Compito 1: Nel brano su Padre Damiano, in quale stazione di Parigi si radunò il 29 ottobre la comitiva dei partenti?

Brano:
● ● ● ●
Verso il paradiso del Pacifico

Sesto episodio della vita di Padre Damiano de Veuster.

A Lovanio, i saluti di tutta la comunità, e le ultime ore, indimenticabili, trascorse col fratello, prima di mettersi in viaggio alla volta di Parigi, per gli esercizi spirituali.

Dopo i tre giorni di ritiro posò per la foto-ricordo da inviare ai genitori: il crocifisso nella mano sinistra, la destra sollevata a indicarlo, nello stesso atteggiamento un po’ lezioso di quel san Francesco Saverio dell’immagine edificante, appesa nella tribuna della cappella al noviziato di Issy.

Ma all’entusiasmo dei giovani, in certe occasioni della vita, quando, nel loro candore, si sentono già proiettati in paradiso, si può perdonare questo ed altro.

 

Il 29 ottobre tutta la comitiva dei partenti, già convenuti a Parigi, si trovò alla stazione dell’Est. Con Damiano salirono sul treno per Brema il padre Cristiano Willemsen, i fratelli Liévin Van Heteren e Clemente Evrard, i cooperatori Aymard Pradeyrols ed Eutrope Blanc, e dieci suore, anche esse «Picpus».
● ● ● ●
Materiale fornito:
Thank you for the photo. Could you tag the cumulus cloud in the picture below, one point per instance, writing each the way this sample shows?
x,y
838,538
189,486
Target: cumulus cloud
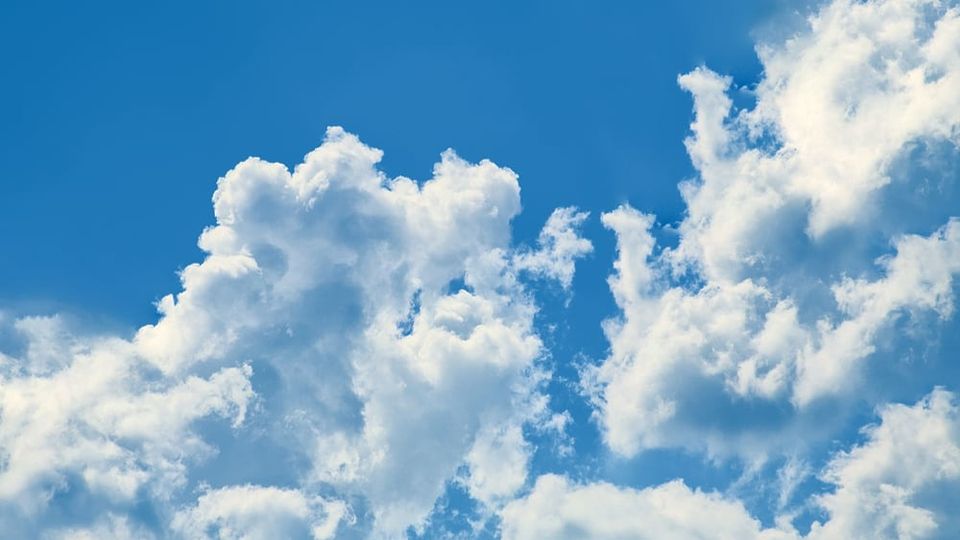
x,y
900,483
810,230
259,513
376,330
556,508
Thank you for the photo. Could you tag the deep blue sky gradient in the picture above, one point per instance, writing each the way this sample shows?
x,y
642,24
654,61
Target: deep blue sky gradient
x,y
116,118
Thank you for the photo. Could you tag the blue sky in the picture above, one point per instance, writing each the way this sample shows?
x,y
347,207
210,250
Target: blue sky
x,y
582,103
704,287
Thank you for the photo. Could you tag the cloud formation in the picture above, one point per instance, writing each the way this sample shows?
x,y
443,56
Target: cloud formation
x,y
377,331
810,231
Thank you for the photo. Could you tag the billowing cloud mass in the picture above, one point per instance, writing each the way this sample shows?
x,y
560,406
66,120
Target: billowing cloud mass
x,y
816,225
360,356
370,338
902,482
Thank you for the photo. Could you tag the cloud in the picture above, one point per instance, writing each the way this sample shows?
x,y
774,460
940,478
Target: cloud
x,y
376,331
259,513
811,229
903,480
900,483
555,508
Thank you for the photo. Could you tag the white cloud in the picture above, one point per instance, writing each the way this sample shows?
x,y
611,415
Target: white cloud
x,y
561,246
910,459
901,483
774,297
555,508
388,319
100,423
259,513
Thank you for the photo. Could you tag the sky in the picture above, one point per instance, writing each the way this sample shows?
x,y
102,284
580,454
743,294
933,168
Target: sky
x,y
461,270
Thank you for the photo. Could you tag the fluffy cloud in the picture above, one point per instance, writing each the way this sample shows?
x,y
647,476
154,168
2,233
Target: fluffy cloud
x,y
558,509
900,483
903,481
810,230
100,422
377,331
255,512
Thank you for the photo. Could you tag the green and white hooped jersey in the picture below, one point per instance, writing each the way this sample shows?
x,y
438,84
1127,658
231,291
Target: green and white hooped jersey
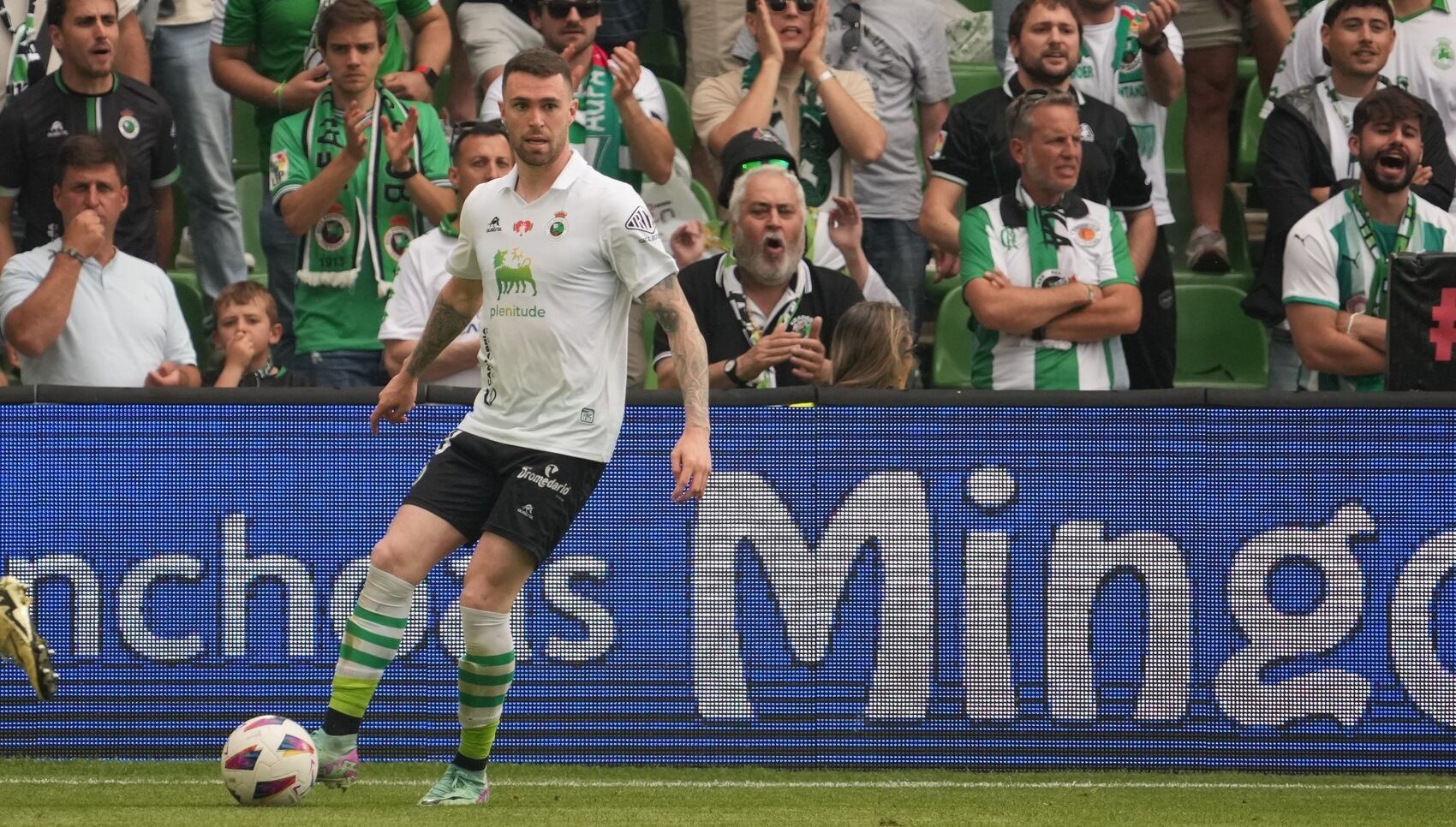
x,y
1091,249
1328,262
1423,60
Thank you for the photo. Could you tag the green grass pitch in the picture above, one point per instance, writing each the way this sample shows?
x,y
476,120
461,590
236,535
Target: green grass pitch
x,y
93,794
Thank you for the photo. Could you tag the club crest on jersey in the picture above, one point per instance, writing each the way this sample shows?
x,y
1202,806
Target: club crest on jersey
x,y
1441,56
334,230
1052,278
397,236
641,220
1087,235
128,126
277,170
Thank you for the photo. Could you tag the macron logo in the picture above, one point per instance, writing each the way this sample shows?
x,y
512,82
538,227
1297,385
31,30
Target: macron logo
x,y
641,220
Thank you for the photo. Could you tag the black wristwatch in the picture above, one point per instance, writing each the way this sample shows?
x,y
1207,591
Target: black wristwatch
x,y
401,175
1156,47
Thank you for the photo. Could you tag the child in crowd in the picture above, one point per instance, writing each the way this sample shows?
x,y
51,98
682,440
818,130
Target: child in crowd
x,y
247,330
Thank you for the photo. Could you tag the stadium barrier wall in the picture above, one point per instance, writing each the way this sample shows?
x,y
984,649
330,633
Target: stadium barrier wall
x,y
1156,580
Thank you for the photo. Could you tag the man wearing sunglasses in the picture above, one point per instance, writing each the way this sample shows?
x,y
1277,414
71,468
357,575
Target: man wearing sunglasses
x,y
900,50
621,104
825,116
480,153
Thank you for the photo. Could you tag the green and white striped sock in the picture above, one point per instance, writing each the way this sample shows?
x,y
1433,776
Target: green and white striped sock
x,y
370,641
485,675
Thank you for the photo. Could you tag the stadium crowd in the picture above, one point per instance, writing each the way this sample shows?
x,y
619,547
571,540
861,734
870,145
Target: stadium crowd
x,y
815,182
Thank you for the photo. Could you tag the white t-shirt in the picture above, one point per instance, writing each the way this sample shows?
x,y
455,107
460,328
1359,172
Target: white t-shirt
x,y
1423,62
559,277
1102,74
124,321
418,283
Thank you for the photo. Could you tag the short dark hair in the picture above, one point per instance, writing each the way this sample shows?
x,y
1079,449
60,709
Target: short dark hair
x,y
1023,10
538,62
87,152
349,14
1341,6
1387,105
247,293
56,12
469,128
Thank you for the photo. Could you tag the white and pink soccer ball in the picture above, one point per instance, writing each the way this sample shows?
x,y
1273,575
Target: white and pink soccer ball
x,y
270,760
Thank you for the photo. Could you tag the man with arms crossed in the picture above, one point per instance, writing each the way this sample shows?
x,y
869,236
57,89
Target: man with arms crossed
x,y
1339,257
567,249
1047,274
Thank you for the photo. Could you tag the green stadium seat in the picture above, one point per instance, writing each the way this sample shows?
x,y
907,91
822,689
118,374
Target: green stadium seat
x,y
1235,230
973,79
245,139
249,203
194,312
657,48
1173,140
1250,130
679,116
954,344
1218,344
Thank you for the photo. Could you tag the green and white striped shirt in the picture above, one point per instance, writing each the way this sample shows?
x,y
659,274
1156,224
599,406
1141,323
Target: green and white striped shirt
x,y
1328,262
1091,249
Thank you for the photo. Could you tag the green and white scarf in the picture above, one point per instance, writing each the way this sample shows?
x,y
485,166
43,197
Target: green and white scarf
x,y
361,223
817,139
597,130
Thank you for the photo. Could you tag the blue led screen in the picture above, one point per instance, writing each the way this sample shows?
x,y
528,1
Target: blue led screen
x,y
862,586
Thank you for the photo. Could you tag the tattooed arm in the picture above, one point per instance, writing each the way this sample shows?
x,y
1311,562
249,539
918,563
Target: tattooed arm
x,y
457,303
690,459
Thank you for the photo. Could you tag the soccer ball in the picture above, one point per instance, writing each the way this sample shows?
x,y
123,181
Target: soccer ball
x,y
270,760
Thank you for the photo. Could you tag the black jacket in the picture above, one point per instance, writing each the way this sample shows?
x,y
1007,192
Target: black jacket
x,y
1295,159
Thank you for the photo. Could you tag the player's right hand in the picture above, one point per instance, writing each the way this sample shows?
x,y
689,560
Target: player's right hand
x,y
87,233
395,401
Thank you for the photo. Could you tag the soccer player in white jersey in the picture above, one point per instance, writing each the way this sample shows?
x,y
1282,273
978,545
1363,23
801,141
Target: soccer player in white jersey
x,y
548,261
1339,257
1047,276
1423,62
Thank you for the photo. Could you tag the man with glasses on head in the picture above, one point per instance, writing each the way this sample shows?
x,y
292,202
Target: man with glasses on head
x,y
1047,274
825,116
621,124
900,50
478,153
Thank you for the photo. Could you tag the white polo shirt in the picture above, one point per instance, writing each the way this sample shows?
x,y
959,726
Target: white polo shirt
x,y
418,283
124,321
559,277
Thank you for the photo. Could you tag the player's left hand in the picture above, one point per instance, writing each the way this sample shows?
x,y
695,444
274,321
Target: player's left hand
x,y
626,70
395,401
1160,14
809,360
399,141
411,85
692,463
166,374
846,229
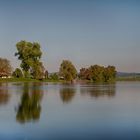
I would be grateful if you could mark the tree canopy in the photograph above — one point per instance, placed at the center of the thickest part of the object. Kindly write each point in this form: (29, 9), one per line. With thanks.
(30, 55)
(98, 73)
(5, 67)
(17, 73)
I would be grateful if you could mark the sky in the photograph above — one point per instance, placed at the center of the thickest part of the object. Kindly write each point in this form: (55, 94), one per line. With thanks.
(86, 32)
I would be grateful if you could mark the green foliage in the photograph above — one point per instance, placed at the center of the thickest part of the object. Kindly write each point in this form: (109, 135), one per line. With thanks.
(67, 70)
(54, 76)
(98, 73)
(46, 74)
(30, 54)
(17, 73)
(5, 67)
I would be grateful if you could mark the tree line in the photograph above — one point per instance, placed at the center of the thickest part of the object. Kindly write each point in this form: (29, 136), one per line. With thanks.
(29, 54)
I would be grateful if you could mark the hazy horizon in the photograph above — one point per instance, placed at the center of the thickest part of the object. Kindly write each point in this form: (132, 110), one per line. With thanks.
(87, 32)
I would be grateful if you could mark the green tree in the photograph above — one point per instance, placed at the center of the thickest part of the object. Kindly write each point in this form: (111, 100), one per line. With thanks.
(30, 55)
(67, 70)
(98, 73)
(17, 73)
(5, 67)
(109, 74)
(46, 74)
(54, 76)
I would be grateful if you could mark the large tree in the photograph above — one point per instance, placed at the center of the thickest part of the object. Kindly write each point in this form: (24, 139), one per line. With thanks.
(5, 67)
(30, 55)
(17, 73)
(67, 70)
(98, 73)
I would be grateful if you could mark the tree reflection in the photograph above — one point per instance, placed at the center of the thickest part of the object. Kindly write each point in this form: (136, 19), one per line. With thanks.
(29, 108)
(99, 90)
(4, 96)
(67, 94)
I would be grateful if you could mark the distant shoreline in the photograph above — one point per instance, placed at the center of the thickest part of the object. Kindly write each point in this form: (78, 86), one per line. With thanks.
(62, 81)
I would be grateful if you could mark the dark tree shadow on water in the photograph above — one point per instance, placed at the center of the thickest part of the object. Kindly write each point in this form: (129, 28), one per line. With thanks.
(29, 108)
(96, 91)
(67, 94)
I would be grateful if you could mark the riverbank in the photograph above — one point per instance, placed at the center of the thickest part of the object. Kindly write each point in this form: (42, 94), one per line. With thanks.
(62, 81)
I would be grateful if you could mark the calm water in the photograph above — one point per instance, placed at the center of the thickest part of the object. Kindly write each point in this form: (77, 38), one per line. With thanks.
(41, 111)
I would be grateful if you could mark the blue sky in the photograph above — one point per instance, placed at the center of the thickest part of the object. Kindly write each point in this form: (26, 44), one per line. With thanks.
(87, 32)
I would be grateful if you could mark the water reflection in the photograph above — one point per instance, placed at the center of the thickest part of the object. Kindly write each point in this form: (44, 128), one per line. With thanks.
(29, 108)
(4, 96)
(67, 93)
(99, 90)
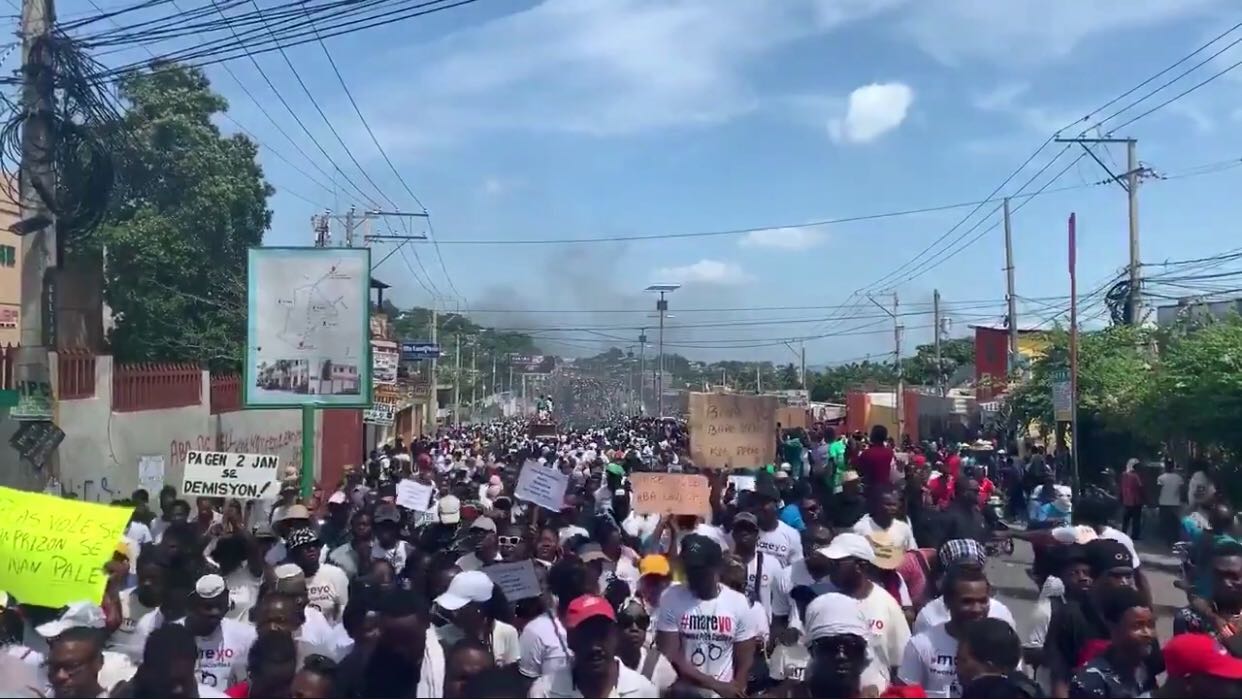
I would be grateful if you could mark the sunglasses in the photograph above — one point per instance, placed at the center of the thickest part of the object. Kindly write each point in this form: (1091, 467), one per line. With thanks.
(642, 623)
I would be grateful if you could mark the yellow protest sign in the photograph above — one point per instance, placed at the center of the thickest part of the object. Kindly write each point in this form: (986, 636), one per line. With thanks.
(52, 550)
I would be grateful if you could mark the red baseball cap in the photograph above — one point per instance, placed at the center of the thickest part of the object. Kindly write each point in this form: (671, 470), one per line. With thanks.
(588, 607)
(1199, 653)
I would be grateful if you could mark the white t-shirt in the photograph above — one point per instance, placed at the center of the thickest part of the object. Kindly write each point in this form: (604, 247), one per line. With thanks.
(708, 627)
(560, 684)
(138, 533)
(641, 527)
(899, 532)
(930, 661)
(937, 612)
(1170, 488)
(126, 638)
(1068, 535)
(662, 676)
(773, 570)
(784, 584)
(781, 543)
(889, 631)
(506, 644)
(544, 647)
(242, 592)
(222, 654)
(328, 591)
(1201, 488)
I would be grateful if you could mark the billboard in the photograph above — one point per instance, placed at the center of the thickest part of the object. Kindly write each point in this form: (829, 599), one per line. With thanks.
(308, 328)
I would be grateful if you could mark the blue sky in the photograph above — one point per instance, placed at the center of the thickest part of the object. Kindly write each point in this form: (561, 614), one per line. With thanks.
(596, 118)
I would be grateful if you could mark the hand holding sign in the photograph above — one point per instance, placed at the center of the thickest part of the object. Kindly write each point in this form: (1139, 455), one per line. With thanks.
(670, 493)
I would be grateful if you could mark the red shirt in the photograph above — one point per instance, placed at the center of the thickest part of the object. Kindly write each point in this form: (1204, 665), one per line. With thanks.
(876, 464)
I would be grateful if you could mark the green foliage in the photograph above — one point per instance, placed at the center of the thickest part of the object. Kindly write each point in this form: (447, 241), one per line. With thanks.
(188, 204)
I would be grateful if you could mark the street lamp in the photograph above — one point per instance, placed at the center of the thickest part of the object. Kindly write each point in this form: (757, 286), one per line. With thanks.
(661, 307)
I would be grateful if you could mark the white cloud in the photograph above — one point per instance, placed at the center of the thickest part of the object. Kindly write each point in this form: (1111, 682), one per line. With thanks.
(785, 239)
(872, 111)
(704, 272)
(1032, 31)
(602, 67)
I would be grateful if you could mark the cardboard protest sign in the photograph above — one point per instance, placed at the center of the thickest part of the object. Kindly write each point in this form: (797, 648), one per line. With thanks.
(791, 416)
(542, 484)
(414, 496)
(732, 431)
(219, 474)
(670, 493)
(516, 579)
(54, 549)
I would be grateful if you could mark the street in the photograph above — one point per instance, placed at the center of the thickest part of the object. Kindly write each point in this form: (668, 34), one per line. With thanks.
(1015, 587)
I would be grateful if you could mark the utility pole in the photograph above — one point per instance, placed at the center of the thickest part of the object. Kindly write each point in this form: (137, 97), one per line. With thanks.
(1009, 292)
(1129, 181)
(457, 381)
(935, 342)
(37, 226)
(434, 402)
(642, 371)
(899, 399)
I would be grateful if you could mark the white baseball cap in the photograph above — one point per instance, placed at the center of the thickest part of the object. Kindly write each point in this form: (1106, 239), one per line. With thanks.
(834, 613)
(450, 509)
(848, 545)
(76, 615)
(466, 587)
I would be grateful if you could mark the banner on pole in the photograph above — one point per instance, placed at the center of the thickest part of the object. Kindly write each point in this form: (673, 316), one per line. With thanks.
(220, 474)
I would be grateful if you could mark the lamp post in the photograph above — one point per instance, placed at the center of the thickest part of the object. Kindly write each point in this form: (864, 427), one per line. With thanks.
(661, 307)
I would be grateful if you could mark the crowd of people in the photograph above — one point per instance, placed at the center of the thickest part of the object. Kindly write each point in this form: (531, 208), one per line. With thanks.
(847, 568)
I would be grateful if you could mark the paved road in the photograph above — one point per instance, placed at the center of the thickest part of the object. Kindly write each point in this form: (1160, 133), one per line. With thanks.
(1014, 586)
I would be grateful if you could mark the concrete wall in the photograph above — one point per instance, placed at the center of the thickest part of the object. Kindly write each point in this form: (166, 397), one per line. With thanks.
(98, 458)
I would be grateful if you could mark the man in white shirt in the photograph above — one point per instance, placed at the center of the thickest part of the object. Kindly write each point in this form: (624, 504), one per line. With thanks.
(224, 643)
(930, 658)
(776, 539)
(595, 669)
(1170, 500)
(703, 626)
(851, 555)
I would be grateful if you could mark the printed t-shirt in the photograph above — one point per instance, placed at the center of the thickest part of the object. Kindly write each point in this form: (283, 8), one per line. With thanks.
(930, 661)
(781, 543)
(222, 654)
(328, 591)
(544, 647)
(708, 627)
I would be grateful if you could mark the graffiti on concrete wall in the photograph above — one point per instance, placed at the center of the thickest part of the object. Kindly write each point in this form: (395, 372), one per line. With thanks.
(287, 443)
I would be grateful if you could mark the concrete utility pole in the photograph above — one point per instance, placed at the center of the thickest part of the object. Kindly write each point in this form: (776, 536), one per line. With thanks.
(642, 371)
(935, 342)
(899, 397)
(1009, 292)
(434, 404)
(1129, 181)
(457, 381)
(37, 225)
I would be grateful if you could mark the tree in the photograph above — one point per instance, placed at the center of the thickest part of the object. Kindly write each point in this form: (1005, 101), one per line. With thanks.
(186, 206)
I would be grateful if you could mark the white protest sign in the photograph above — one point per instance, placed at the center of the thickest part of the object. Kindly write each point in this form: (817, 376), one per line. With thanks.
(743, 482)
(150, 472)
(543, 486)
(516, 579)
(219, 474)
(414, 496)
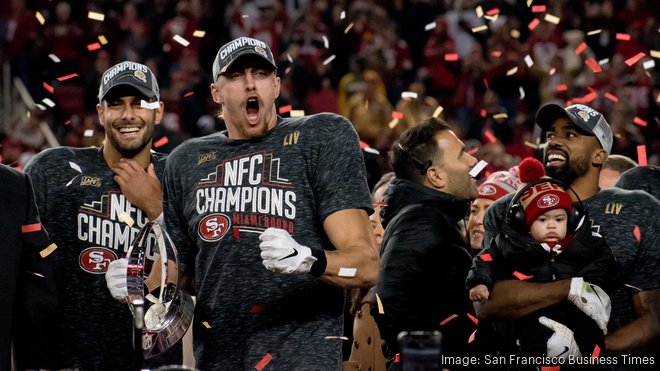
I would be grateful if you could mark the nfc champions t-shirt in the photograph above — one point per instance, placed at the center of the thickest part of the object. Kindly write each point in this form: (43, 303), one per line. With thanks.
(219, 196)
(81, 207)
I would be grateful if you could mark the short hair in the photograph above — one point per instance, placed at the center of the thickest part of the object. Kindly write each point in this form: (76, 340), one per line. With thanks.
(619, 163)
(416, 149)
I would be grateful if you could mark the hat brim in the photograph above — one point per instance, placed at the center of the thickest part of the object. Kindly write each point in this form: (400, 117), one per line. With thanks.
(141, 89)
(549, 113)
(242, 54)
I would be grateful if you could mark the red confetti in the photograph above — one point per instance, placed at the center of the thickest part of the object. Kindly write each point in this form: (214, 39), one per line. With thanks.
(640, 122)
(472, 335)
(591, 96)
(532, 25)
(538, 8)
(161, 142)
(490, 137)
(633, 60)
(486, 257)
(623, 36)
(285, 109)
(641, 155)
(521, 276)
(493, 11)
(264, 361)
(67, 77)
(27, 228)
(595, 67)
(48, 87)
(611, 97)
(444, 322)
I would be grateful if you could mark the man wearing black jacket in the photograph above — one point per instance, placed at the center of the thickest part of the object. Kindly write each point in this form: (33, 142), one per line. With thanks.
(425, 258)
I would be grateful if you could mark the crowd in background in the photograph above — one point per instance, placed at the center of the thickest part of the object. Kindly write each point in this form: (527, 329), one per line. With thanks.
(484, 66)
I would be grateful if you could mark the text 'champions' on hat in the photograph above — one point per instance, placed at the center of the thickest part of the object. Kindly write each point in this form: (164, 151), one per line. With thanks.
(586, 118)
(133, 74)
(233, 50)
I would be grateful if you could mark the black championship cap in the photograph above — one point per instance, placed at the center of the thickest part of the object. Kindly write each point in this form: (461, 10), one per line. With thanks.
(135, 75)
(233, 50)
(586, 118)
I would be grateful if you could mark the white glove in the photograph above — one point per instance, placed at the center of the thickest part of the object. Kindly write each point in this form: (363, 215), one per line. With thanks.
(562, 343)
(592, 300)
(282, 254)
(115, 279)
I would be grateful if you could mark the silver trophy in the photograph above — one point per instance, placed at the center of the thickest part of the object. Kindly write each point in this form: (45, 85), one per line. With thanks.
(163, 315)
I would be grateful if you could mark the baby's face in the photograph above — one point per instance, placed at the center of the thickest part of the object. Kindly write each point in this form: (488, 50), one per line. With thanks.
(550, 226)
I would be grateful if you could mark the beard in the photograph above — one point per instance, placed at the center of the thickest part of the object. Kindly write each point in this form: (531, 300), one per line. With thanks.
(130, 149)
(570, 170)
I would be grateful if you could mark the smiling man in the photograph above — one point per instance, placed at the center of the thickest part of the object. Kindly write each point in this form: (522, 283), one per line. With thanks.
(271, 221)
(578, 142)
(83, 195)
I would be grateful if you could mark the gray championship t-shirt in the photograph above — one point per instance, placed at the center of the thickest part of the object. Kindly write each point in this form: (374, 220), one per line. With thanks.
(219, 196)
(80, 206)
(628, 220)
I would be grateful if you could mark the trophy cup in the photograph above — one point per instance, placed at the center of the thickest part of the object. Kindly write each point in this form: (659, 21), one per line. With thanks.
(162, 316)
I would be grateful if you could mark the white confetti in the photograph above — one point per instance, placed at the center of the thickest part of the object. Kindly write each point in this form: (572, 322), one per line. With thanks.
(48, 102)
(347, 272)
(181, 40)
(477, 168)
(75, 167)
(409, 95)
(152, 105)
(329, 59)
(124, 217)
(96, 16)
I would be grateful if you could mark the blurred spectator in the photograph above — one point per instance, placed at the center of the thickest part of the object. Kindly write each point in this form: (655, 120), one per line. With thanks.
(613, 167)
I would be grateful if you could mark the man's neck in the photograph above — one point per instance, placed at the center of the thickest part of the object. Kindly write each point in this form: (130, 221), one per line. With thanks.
● ● ● ●
Compito 2: Seleziona tutte le righe dei record che contengono la parola "child".

Risposta 1: Alla stazione dell'Est.

Risposta 2:
Thank you for the photo. Could you tag the child in crowd in the picture above, one point per instance, writing each the way this sample shows?
Target: child in crowd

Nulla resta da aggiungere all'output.